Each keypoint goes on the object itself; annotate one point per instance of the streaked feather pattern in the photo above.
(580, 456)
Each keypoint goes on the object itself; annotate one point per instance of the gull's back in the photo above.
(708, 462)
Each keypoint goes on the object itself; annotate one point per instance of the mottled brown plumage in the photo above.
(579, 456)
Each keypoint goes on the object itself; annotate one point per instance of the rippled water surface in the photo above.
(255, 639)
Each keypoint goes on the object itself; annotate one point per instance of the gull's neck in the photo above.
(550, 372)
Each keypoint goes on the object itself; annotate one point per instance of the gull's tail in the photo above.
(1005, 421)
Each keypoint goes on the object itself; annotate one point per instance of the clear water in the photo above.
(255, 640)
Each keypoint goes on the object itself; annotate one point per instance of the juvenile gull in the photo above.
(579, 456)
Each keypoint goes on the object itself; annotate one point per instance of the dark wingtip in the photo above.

--------------------

> _Stated exercise_
Retype the lines from the one containing "water in the photo above." through the end of the lines, with both ends included and nothing changed.

> _Expected answer_
Each keypoint goes on the object itself; annotate one point per instance of the clear water in the photo above.
(255, 640)
Each keypoint goes on the object itself; annotate one point per instance of the juvenile gull in the photo above.
(579, 456)
Each keypoint goes on the object itself; annotate one point per instance of the dark wingtip in the photo above.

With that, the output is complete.